*** Begin section ***

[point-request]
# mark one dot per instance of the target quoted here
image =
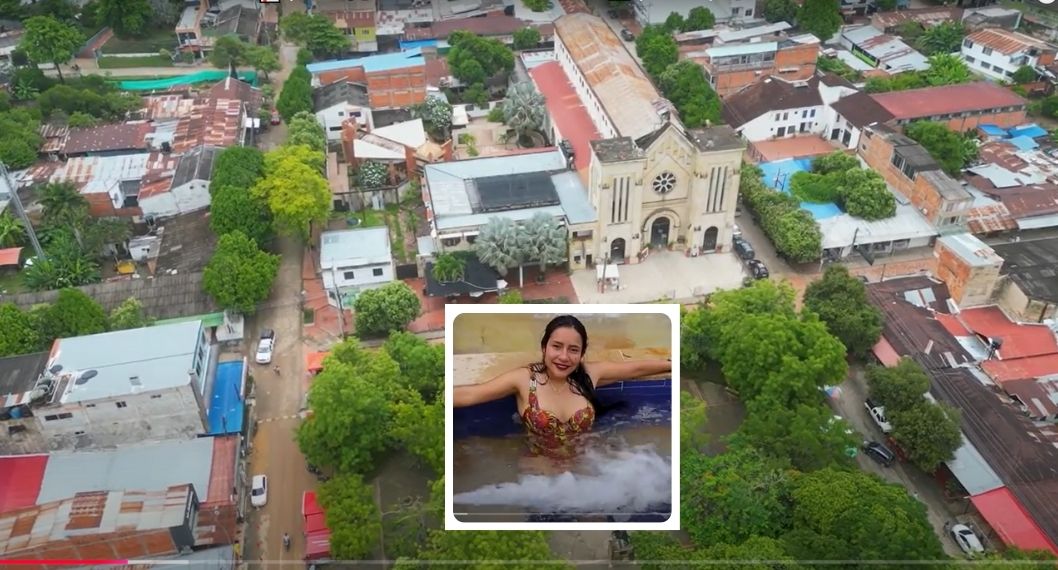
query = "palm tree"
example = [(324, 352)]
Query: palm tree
[(12, 232), (524, 109)]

*** End section ***

§ **Exercise aim**
Leaving aside the images, write out every entry above exactly.

§ **Final answer**
[point-request]
# mark one dot per instance of the target quoted here
image =
query = "palm tree"
example = [(324, 352)]
Query: palm tree
[(12, 232), (524, 109)]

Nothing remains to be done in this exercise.